→ **DATASET EXTRACT**

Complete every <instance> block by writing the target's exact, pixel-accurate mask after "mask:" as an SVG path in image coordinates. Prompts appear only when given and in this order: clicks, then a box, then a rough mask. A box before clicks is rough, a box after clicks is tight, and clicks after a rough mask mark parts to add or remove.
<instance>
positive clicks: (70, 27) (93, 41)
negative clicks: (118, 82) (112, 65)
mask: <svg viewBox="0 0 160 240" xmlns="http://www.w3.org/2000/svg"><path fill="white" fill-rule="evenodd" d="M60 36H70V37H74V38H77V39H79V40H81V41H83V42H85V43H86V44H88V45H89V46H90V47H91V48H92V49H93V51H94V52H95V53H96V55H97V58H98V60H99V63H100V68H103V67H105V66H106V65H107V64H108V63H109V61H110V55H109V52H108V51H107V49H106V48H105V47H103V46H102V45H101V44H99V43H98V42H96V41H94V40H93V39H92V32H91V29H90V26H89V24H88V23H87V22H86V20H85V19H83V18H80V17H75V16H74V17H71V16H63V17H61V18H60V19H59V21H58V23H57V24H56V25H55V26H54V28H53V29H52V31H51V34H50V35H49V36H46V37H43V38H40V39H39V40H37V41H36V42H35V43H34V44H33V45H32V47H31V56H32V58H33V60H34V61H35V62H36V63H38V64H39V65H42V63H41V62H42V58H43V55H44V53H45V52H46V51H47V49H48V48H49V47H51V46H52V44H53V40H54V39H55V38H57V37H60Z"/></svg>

→ **DESCRIPTION OF THE TASK**
State how many lines in the records above contain the word "instance", and give only that number.

→ **EXPECTED ANSWER**
2